Boundary labeling items:
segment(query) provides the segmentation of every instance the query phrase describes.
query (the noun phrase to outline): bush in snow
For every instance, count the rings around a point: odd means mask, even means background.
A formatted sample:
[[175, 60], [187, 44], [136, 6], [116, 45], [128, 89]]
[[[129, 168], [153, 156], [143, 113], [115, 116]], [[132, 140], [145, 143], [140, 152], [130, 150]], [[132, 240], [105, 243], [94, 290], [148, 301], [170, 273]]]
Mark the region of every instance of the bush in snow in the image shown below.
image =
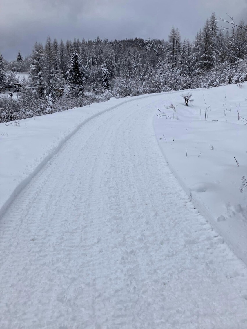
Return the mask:
[[183, 98], [186, 106], [188, 106], [189, 102], [192, 104], [192, 102], [194, 101], [194, 100], [191, 99], [192, 93], [191, 92], [188, 92], [186, 94], [183, 94], [181, 96]]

What you need to do:
Give back all entries exactly. No pictures belong in the copy.

Finished task:
segment(query) provides the segmentation of every instance the query phrase describes.
query (the noun phrase to outline): bush in snow
For every instance, count the rings around a point: odd means mask, even means background.
A formatted sample:
[[175, 60], [187, 44], [136, 6], [116, 45], [128, 89]]
[[[129, 168], [153, 156], [143, 113], [115, 116]], [[132, 140], [145, 143], [140, 152], [130, 150]], [[132, 240], [105, 243], [94, 290], [148, 301], [170, 273]]]
Mark the region of every instance of the bush in snow in the image shown below.
image =
Return the mask:
[[183, 98], [186, 106], [188, 106], [189, 102], [192, 104], [192, 102], [194, 101], [194, 100], [191, 99], [192, 93], [191, 92], [188, 92], [186, 94], [183, 94], [181, 96]]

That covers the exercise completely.